TEXT PROVIDED >>
The late star of the Fast and Furious movies was always known as a serious gearhead. Yet it’s a bit surprising that he merits a big mention in the series. Erik Davis is a focused player in the first episode of the show and is known as a popular car racer and mechanic. He was also a good friend to Walker and discusses how they would work together on cars and race as well. Davis is emotional as he talks of how it felt to hear of Walker’s wreck in 2013 and how it affected him emotionally. He uses it as inspiration for his race and makes his car a tribute to his friend.

19 It Comes Down to the Driver

CarScoops

The series puts the focus on the cars a lot. It’s right there in the title; the desire to figure out which car is the fastest. Yet more than once, the owners point out how important the driver is to the equation. It’s openly stated that the fastest car in the world does no good when the person behind the wheel can’t handle it right. After the races, it’s speculated how the results might have been different if someone else had been behind the wheel of a losing car. The series may focus on the cars yet it also illustrates that the human element can be the most critical of all.

18 Many Drivers Are Home Schooled

shortshift.com

The drivers are presented as an intriguing lot. Skip Reagan claims he was bullied by “bros” in high school so he became one out of revenge. He even has the license plate “REVENGE” on his Viper despite how his three competitors hardly fit the “bro” model. One man boasts of being homeschooled and doing the same for his children. When it comes to car building, almost all of them learned on their own or from their parents (who also learned on their own). Almost none of them have any real auto experience; it’s all been self-taught. Judging by the cars showcased on the series, they learned their lessons well.

PROVIDED DATA >>
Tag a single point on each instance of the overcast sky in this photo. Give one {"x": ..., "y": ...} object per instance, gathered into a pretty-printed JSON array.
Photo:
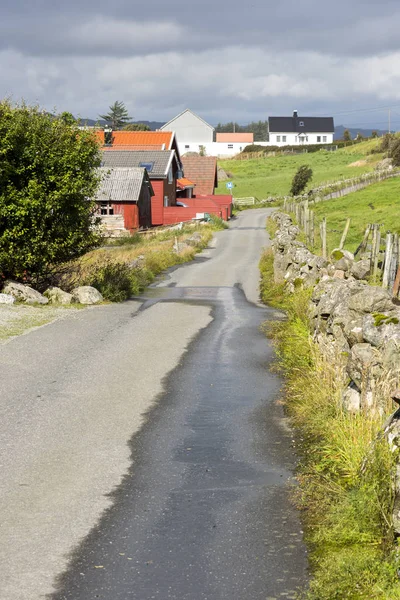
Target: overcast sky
[{"x": 224, "y": 60}]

EXERCISE SET >>
**1.** Please list every person named in the car series text.
**2.** In the car series text, what does the license plate on Skip Reagan's Viper say?
The lines are not needed for anything here.

ANSWERS FOR THIS EXERCISE >>
**1.** Erik Davis, Walker, Skip Reagan

**2.** "REVENGE"